• **The task**
Find each line in the material below that contains the word "lesson" and copy those lines in their original order.

• **Source records**
*****

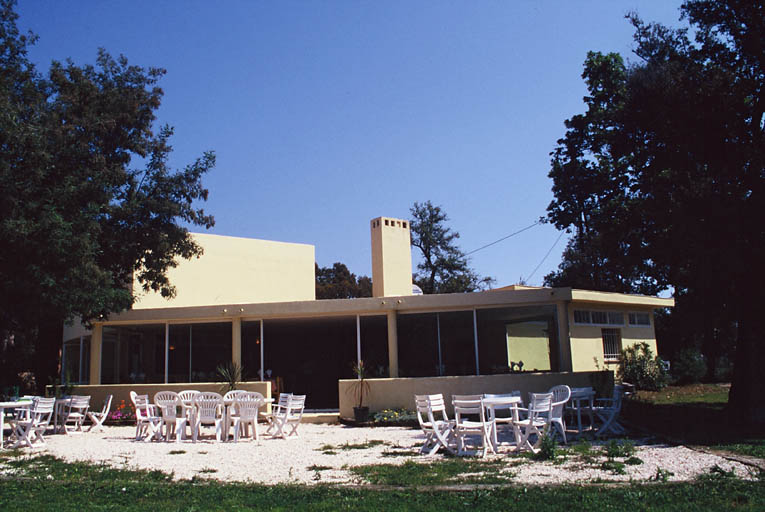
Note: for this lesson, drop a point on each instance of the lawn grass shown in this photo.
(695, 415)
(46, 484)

*****

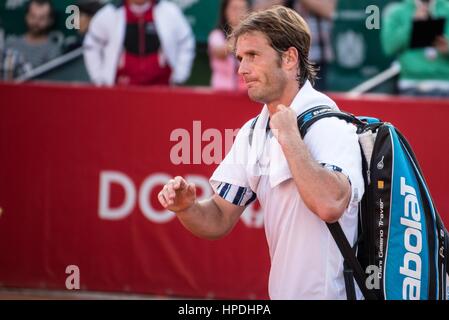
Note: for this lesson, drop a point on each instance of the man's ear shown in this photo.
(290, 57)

*****

• **Complete answer**
Note: for this lesson, drop a point on each instance of the lawn grass shown in this photo.
Note: for this lesson, drop a point on each instance of the man's ear shown in this photo.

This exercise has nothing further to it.